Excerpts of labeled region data
<<<<

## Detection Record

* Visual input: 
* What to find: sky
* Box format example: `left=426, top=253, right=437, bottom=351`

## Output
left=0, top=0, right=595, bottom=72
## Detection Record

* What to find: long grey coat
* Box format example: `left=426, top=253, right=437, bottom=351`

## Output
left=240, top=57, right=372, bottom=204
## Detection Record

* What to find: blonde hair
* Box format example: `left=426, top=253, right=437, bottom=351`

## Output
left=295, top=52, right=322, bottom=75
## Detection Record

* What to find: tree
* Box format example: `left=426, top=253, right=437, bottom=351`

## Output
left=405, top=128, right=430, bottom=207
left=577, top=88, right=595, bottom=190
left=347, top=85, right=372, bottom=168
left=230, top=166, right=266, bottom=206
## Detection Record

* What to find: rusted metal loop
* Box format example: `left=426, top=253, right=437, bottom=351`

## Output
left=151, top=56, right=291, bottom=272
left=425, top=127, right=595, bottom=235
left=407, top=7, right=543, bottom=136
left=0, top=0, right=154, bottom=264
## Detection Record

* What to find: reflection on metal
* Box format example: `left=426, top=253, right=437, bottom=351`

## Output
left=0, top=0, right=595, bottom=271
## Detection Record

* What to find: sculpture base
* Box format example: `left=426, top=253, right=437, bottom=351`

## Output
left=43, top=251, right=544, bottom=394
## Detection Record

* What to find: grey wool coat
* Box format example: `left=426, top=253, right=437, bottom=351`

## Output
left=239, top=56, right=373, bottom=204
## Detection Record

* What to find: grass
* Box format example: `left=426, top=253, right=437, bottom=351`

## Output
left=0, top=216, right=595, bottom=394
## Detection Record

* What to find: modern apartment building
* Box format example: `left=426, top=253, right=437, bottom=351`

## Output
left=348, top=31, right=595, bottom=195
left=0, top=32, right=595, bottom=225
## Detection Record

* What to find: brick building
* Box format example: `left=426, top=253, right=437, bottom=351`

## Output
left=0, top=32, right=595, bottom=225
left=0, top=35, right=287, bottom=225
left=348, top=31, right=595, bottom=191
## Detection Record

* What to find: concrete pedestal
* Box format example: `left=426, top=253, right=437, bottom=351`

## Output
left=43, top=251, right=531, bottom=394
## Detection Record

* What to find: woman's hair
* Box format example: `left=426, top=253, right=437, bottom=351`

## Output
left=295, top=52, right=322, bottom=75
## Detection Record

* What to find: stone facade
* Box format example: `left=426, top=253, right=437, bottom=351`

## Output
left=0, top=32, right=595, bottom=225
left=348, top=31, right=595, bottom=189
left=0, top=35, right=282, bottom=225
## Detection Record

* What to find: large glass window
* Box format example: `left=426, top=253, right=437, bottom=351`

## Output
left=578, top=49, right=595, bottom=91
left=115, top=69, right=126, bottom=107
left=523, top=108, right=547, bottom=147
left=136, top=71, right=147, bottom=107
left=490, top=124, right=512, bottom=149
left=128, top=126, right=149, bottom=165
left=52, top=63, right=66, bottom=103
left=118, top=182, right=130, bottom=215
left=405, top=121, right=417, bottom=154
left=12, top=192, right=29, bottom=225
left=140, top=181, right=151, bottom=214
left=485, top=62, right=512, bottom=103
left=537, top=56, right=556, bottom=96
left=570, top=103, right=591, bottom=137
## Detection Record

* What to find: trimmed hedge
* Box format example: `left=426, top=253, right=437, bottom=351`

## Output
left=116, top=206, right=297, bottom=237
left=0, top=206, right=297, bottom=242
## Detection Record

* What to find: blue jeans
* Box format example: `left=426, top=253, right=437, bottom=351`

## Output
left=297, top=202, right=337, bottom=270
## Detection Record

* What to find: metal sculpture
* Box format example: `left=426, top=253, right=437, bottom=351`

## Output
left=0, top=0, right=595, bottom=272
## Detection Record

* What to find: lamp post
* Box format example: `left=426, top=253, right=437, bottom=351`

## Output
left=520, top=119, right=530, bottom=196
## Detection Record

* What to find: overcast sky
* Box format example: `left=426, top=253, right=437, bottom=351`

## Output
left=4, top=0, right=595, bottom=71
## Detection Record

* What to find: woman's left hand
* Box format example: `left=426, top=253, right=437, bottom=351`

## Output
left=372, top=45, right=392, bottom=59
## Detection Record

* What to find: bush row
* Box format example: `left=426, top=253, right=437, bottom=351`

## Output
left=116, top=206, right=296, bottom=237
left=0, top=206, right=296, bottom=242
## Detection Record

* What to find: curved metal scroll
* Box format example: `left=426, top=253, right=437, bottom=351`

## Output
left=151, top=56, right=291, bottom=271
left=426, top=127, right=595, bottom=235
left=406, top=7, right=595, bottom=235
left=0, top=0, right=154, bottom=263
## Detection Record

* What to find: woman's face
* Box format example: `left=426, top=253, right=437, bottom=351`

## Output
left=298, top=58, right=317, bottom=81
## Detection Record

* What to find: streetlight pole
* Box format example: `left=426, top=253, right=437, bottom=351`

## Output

>>>>

From the listing above, pull out each line that includes the word "sculpture". Case matters.

* What to find: sculpture base
* What to find: metal sculpture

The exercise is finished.